→ **Request 1**:
Answer these questions using the article on Hailu Mergia:
(a) In which 1970s Ethiopian funk group did Mergia play keyboards and synth?
(b) What label did Brian Shimkovits set up?
(c) What animal gave the band its name?
→ **Request 2**:
Duplicate the passage of the article on Hailu Mergia, starting with "Even if you’ve" and going on through "and cab driver.".
→ **Request 3**:
Summarize the article on Hailu Mergia in three sentences.

→ **Text provided**:
::::::::
Far Out Magazine By Sam Kemp

Even if you’ve never heard of Hailu Mergia, you’ll recognise his story: it is one of fame, exile, anonymity, and eventual rediscovery. The multi-instrumentalist made a name for himself as the hot-fingered keyboardist and synth player of the 1970s Ethiopian funk outfit, The Walias Band, before being forced to leave his native country for Washington DC in the 1980s, where he started a new life as a solo artist and cab driver. 

Some 30 years later, a music blogger and crate-digger called Brian Shimkovits, who set up the label Awesome Tapes From Africa, found a copy of Mergia’s 1985 solo album Hailu Mergia and His Classical Instrument. After reissuing the album, the world fell in love with the forgotten sound of Ethiopian funk, and Mergia became a star once again. The story is worthy of a Searching For Sugarman-style documentary and has played no small part in Mergia’s reemergence. But we should not forget that his story is a product of one of the darkest moments in Ethiopia’s post-colonial history, one that saw countless state-sponsored killings and widespread famine. 

The details of Hailu Mergia’s story are fuzzy – largely because he himself is starting to forget the specifics. While he’s not entirely sure how old he is – it’s either 74 or 75 – he remembers his upbringing in the countryside just outside Addis Ababa with utmost clarity. It was here that he spent his early years raising sheep and goats with his family. When he was old enough, he joined the military, eventually forming the Walias Band. The group was comprised of eight of Addis Ababa’s premiere musicians, each of whom knew one another from having worked in the city’s flourishing scene for many years. They decided to form a group and quickly established themselves as one of the best live acts on the scene, finally earning enough moment to buy their own instruments. Walias Band was nothing if not democratic. Everyone got paid the same amount, everyone took it in turns to assume the role of bandleader, and everyone had three black and white suits to wear on stage. Their name, as it happens, was taken from the Walia Ibex, an endangered species of ibex native to the Ethiopian hills.
::::::::
→ **Information provided**:
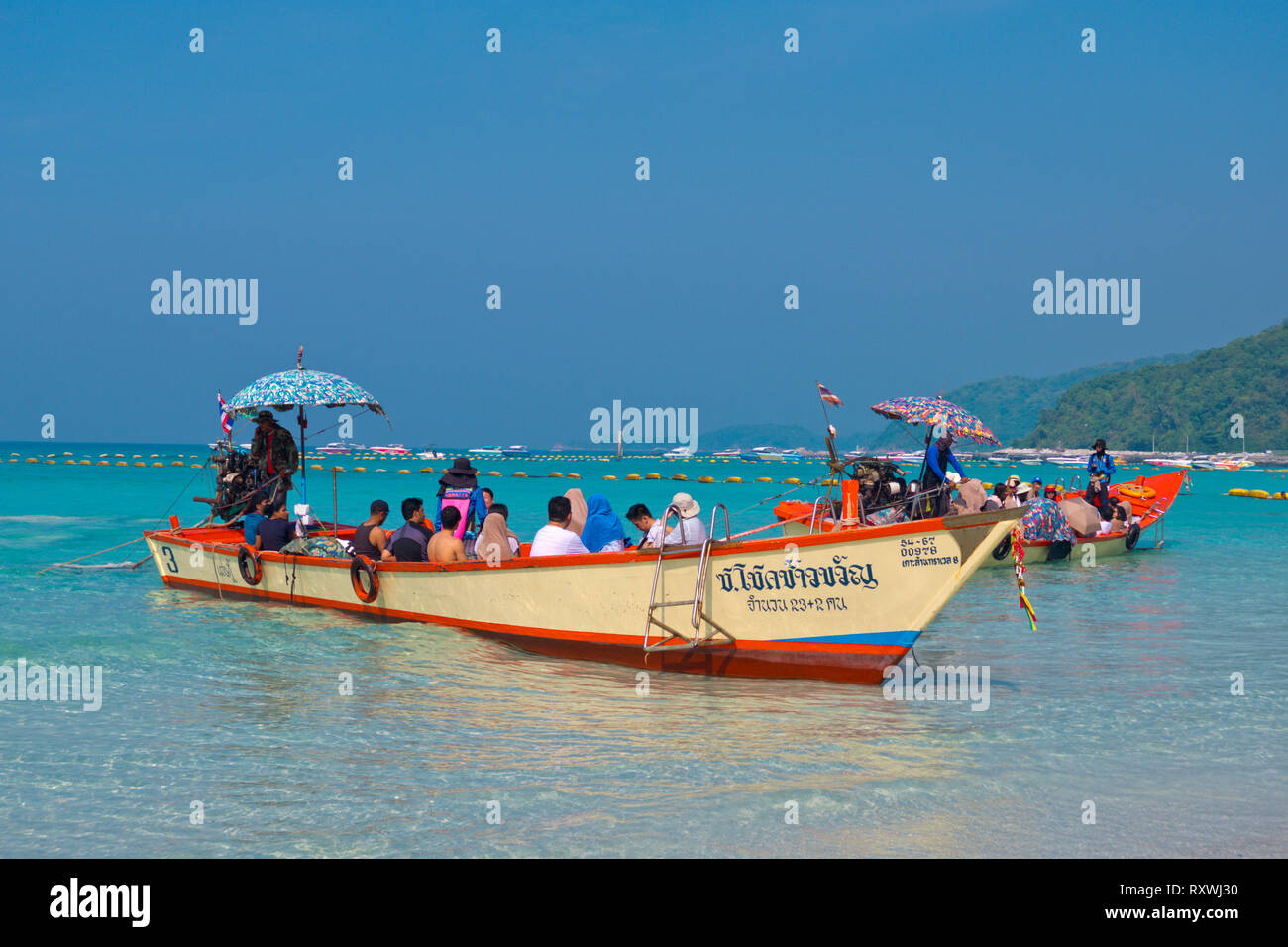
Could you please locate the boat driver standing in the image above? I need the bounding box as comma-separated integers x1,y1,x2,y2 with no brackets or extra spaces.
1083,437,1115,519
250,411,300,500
::::::::
→ **Final result 1**:
(a) The Walias Band
(b) Awesome Tapes From Africa
(c) The Walia Ibex, an endangered species of ibex native to the Ethiopian hills

→ **Final result 2**:
Even if you’ve never heard of Hailu Mergia, you’ll recognise his story: it is one of fame, exile, anonymity, and eventual rediscovery. The multi-instrumentalist made a name for himself as the hot-fingered keyboardist and synth player of the 1970s Ethiopian funk outfit, The Walias Band, before being forced to leave his native country for Washington DC in the 1980s, where he started a new life as a solo artist and cab driver.

→ **Final result 3**:
Hailu Mergia, the keyboardist and synth player of the 1970s Ethiopian funk group the Walias Band, was forced to leave Ethiopia for Washington DC in the 1980s, where he started a new life as a solo artist and cab driver. Some 30 years later, Brian Shimkovits, founder of the label Awesome Tapes From Africa, found and reissued Mergia's 1985 solo album, and Mergia became a star once again. The Walias Band, made up of eight of Addis Ababa's premier musicians, was run democratically, with equal pay for everyone and members taking turns as bandleader.